Extract every line of the listing below that contains the word "marking", and copy each one in full.

— Start Data in this exercise —

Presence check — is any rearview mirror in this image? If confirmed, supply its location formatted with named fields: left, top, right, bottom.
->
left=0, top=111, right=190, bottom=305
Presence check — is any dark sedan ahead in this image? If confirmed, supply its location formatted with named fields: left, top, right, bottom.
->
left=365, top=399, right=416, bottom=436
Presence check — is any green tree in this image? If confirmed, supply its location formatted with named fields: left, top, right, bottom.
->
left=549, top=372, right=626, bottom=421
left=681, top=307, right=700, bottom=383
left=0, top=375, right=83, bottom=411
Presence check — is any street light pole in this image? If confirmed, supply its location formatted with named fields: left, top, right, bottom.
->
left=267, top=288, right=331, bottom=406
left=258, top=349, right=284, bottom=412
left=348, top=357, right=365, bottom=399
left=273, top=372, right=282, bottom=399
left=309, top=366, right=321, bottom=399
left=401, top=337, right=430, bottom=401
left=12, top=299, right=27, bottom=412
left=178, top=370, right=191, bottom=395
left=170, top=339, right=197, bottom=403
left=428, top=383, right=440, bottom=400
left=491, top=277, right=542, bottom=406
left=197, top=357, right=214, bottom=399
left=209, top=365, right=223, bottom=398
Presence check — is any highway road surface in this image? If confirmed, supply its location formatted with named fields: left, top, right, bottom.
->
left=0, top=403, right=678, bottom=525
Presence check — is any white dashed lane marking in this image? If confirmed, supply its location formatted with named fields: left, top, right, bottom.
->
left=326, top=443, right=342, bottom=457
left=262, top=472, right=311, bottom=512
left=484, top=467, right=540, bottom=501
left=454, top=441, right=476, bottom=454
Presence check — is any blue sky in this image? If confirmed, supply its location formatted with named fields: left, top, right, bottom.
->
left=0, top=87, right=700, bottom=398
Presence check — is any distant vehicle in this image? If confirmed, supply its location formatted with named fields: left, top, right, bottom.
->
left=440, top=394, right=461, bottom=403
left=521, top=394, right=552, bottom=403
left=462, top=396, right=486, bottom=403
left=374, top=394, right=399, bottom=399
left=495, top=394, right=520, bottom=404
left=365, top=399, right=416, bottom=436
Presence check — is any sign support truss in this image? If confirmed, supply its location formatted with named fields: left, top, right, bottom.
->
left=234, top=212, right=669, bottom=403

— End Data in this exercise —

• [Result below]:
Presence check — is any white dashed lane marking in this image? If confirmed, supply its location formatted with named fields: left, top, right, bottom.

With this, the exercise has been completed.